● **Reading text**:

----

Slacklining is walking, running or balancing along a suspended length of flat webbing that is tensioned between two anchors. Slacklining is similar to slack rope walking and tightrope walking. Slacklines differ from tightwires and tightropes in the type of material used and the amount of tension applied during use. Slacklines are tensioned significantly less than tightropes or tightwires in order to create a dynamic line which will stretch and bounce like a long and narrow trampoline. Tension can be adjusted to suit the user, and different webbing may be used in various circumstances. When a person slacklines, they typically use their arms to balance when the center of mass is displaced.

----

● **Given information**:
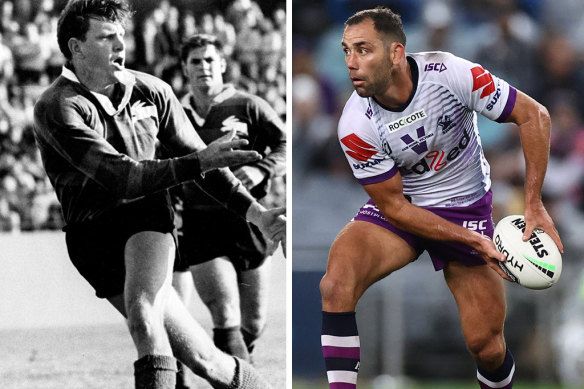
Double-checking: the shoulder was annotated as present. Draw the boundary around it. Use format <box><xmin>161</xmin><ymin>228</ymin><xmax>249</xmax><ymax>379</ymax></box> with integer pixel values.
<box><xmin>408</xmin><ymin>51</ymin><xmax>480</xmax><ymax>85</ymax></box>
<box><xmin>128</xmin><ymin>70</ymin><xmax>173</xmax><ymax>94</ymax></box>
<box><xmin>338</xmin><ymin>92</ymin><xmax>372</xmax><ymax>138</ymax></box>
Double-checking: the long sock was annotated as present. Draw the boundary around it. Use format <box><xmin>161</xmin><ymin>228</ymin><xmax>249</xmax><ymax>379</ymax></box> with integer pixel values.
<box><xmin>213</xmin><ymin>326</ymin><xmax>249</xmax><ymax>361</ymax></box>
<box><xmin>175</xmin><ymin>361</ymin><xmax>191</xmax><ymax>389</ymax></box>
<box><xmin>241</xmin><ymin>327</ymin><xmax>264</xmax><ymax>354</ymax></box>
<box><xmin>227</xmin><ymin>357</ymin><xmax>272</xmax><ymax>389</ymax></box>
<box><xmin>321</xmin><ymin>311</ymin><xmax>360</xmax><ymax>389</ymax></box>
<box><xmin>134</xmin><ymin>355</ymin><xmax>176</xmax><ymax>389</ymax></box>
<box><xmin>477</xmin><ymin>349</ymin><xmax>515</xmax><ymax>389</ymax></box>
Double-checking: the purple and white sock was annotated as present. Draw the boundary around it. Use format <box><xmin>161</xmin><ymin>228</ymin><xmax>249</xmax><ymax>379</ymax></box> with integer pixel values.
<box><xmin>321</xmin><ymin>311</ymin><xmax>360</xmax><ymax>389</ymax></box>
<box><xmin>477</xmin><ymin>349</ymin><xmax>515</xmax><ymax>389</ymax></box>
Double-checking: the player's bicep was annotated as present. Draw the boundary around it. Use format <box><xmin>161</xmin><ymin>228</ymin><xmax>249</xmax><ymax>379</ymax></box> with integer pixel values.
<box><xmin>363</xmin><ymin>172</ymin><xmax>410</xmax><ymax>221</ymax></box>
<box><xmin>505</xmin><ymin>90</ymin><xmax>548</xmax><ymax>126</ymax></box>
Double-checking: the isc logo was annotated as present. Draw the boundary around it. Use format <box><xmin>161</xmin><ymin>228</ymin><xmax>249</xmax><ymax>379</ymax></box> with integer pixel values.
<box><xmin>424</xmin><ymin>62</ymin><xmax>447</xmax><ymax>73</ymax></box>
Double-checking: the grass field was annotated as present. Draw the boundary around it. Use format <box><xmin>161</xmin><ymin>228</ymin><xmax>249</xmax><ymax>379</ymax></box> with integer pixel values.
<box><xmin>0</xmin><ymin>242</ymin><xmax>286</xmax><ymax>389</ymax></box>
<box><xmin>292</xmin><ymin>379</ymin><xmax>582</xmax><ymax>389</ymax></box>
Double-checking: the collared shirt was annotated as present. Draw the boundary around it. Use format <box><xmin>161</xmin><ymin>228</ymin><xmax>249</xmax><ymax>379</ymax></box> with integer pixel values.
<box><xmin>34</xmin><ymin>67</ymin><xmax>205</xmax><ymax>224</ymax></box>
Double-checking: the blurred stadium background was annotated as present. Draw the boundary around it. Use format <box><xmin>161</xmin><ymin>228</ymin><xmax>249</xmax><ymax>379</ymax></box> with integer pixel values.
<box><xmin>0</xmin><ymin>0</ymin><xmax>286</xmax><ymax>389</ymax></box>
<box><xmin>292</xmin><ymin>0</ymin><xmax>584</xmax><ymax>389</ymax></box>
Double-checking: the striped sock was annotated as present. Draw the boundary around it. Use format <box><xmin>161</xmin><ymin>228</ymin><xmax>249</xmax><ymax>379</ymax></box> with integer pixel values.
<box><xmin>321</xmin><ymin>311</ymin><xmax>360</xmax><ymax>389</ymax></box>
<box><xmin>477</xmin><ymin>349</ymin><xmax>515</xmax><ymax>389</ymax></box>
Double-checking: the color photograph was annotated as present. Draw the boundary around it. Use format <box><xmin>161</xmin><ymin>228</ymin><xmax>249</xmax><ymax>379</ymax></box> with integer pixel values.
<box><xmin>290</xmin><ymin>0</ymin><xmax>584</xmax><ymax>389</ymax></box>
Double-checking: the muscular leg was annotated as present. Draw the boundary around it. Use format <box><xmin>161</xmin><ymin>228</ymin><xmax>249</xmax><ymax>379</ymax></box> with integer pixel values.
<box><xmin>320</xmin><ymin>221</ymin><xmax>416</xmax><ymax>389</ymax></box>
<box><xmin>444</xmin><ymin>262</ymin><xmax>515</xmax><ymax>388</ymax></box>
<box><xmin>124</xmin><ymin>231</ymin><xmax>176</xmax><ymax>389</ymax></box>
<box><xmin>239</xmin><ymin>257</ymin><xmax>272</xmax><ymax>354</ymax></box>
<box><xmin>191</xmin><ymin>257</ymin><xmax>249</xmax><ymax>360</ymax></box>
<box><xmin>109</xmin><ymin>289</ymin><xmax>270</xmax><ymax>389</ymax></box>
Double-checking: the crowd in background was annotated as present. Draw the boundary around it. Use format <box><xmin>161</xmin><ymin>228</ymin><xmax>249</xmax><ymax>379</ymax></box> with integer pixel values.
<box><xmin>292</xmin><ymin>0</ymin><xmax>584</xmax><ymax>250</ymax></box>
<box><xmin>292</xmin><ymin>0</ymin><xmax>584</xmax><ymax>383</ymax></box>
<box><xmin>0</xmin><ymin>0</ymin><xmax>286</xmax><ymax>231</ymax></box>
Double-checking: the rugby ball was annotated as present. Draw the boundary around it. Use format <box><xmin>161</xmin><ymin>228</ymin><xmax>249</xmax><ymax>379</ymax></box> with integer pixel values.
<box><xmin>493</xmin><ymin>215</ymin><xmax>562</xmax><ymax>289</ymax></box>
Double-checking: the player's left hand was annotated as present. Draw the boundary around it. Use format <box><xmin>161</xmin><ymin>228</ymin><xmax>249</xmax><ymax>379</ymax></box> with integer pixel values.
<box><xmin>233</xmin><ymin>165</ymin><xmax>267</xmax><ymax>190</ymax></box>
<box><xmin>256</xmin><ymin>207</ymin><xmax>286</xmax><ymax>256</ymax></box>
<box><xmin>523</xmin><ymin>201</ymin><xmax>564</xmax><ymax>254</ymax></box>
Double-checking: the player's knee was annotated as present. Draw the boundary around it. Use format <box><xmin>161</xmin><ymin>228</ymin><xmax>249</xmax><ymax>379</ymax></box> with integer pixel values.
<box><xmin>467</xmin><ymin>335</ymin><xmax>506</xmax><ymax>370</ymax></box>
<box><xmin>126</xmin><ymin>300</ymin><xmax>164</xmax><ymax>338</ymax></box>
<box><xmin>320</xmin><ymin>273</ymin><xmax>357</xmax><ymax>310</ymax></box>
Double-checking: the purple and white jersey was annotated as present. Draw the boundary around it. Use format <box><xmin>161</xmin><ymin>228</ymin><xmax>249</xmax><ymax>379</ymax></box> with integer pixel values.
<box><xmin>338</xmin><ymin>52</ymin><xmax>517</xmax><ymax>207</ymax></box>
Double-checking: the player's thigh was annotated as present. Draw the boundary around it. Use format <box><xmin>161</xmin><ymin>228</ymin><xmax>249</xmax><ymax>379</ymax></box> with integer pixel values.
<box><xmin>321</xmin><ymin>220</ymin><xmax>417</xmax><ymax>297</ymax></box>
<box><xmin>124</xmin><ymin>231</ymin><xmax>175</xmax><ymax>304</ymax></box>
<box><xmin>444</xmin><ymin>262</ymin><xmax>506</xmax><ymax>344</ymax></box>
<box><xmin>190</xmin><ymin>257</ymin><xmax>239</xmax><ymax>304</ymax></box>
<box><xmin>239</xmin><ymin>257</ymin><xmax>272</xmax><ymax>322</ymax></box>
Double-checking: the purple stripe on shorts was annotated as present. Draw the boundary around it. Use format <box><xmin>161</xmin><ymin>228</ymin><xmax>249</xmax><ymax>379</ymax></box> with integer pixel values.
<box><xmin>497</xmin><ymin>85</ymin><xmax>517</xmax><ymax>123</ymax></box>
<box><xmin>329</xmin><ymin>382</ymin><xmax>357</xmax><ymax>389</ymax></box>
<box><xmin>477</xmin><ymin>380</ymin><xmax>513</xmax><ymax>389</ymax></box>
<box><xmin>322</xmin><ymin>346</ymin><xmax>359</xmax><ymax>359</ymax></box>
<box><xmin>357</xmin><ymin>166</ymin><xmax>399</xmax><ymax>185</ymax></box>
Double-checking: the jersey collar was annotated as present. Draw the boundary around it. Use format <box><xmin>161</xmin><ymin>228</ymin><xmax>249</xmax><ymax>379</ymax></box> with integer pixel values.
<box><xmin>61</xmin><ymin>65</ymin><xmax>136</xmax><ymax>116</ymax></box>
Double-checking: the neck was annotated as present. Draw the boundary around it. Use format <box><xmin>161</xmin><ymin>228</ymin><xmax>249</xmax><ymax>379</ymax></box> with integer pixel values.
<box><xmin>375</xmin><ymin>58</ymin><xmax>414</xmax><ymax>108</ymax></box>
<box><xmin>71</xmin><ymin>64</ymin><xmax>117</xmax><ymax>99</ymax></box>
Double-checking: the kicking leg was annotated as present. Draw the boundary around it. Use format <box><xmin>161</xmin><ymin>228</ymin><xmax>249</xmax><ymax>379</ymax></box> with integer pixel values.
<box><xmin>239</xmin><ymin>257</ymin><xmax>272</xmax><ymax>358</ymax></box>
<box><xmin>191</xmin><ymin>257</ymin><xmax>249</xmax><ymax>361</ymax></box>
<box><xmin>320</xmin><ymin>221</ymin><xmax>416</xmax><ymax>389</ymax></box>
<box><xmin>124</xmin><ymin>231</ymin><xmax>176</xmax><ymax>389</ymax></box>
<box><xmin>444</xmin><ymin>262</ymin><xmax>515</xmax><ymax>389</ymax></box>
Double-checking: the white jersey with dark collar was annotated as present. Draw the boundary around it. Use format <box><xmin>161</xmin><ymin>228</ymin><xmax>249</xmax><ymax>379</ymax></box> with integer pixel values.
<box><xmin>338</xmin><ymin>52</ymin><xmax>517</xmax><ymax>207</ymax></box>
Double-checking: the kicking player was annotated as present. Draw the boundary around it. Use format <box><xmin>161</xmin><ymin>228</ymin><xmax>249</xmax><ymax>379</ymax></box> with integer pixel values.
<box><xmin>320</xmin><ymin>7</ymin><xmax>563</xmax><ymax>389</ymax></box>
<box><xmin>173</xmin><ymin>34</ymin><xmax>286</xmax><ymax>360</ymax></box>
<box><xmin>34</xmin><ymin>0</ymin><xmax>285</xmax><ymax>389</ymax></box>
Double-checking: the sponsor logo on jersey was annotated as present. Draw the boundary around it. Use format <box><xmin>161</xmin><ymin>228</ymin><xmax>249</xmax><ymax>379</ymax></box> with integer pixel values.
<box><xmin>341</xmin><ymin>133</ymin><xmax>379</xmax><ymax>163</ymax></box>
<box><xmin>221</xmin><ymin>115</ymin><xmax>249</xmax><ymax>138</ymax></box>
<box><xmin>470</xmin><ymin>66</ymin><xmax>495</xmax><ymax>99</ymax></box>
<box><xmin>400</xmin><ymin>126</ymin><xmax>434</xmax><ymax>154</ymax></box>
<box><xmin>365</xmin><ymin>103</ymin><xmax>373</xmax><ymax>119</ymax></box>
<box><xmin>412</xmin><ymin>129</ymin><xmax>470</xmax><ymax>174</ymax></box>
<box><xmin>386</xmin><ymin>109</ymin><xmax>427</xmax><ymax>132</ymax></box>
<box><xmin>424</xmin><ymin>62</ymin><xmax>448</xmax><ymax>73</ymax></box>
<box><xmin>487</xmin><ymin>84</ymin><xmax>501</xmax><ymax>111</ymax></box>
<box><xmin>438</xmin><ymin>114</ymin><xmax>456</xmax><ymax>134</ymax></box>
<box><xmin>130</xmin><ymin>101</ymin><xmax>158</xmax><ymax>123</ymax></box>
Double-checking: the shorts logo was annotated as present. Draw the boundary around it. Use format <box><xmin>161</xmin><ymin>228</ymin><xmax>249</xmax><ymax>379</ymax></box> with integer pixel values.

----

● **About this task**: Carry on the slacklining passage from its final sentence, adding a few sentences in the same plain, informative style.

● **The answer**:
==Styles of slacklining==

===Tricklining===
Tricklining has become the most common form of slacklining because of the easy setup of 2 in slackline kits. Tricklining is often done low to the ground but can be done on highlines as well. A great number of tricks can be done on the line, and because the sport is fairly new, there is plenty of room for new tricks. Some of the basic tricks done today are walking, walking backwards, turns, dropping knee, running and jumping onto the slackline to start walking, and bounce walking. Some intermediate tricks include: Buddha sit, sitting down, lying down, cross-legged knee drop, surfing forward, surfing sideways, and jumping turns, or "180s". Some of the advanced tricks are: jumps, tree plants, jumping from line-to-line, 360s, butt bounces, and chest bounces. With advancements in webbing technology and tensioning systems, the limits of what can be done on a slackline are being pushed constantly. It is not uncommon to see expert slackliners incorporating flips and twists into slackline trick combinations.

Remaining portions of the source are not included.